## REQUIREMENTS
Copy every line of the material below that contains the word "piece".
------------------------------------------------------------------------
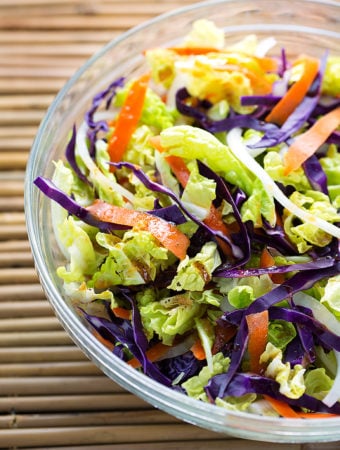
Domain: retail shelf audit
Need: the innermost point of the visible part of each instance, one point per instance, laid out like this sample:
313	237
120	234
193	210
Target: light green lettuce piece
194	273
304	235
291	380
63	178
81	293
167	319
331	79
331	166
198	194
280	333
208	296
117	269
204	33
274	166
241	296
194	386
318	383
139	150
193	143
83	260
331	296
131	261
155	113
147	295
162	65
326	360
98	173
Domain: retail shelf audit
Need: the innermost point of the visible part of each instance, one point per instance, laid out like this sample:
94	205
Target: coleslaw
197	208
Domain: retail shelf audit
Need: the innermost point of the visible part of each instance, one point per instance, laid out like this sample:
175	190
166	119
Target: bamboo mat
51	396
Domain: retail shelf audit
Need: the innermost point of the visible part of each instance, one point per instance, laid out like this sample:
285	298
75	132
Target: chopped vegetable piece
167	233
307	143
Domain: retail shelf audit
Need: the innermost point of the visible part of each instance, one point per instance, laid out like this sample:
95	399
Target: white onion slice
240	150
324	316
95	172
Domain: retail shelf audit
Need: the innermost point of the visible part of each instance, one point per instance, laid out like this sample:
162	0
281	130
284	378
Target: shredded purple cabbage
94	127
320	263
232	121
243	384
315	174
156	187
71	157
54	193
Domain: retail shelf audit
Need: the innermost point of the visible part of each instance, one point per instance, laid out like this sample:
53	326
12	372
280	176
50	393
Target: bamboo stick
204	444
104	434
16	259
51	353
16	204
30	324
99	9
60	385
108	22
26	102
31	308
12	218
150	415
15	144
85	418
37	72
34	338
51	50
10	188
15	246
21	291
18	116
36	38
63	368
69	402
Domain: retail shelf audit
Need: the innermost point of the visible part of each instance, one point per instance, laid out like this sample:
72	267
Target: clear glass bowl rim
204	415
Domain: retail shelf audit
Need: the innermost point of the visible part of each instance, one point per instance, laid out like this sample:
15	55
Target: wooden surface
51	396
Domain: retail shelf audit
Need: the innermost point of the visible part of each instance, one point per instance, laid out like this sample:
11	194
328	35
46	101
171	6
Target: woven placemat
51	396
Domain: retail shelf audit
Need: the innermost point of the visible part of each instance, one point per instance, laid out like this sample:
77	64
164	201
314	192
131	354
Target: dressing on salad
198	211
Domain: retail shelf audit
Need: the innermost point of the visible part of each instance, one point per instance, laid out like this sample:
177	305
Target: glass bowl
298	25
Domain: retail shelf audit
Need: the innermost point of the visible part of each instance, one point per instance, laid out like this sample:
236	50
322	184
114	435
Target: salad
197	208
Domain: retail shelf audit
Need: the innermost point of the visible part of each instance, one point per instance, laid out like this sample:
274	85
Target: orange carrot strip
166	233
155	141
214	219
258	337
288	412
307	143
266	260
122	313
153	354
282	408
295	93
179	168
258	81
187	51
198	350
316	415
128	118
------------------------------------------------------------------------
## SOLVED EXERCISE
Target: light green lettuce piece
Target: chopped vegetable piece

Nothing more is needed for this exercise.